# WHAT TO PRODUCE:
I'd like an exact copy of every line from the start of the entries below through the line containing "locate the green grass in the photo above", please.

*** Opening AVAILABLE DATA ***

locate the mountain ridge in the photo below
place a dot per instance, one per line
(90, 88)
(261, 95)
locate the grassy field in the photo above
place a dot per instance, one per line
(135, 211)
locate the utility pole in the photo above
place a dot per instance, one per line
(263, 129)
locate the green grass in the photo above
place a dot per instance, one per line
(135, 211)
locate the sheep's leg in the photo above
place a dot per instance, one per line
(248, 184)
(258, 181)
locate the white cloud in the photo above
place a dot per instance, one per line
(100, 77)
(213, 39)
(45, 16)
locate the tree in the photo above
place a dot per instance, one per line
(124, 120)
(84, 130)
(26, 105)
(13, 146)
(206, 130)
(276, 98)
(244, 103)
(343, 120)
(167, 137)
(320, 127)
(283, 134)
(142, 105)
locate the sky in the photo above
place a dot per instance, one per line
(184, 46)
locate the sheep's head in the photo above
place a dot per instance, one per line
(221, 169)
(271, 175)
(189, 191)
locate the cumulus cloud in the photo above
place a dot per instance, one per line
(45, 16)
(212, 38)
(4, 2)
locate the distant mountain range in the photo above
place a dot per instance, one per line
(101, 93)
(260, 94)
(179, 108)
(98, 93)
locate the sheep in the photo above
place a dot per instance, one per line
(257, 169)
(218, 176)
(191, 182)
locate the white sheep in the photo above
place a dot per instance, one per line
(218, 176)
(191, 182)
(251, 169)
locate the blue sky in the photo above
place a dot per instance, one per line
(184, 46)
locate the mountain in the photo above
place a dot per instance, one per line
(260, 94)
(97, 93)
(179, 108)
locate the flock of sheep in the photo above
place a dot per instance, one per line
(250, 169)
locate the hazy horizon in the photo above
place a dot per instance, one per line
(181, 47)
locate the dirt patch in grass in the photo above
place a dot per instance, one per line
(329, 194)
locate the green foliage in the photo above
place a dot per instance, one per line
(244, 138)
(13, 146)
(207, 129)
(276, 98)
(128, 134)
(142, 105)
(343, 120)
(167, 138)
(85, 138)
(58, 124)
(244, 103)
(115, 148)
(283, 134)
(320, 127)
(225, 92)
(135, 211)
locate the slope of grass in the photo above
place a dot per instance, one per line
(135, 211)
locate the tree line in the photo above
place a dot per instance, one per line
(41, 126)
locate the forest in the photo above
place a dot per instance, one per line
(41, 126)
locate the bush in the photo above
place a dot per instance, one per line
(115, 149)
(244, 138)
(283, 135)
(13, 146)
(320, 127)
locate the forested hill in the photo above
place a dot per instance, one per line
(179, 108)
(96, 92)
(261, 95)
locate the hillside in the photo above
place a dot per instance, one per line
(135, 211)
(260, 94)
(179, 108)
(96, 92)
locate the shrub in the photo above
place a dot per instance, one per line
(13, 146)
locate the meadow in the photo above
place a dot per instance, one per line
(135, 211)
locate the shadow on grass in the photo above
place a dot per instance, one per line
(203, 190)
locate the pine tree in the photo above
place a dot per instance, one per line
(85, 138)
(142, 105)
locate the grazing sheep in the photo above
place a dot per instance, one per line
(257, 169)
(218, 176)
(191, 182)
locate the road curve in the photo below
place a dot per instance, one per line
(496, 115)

*** Closing AVAILABLE DATA ***

# OUTPUT OF THE EXERCISE:
locate the mountain ridge in the photo below
place a dot per instance, one per line
(90, 88)
(261, 95)
locate the grassy field in the photo above
place a dot per instance, one per line
(135, 211)
locate the utility pole in the photo above
place a dot per instance, one per line
(263, 129)
locate the green grass in the photo above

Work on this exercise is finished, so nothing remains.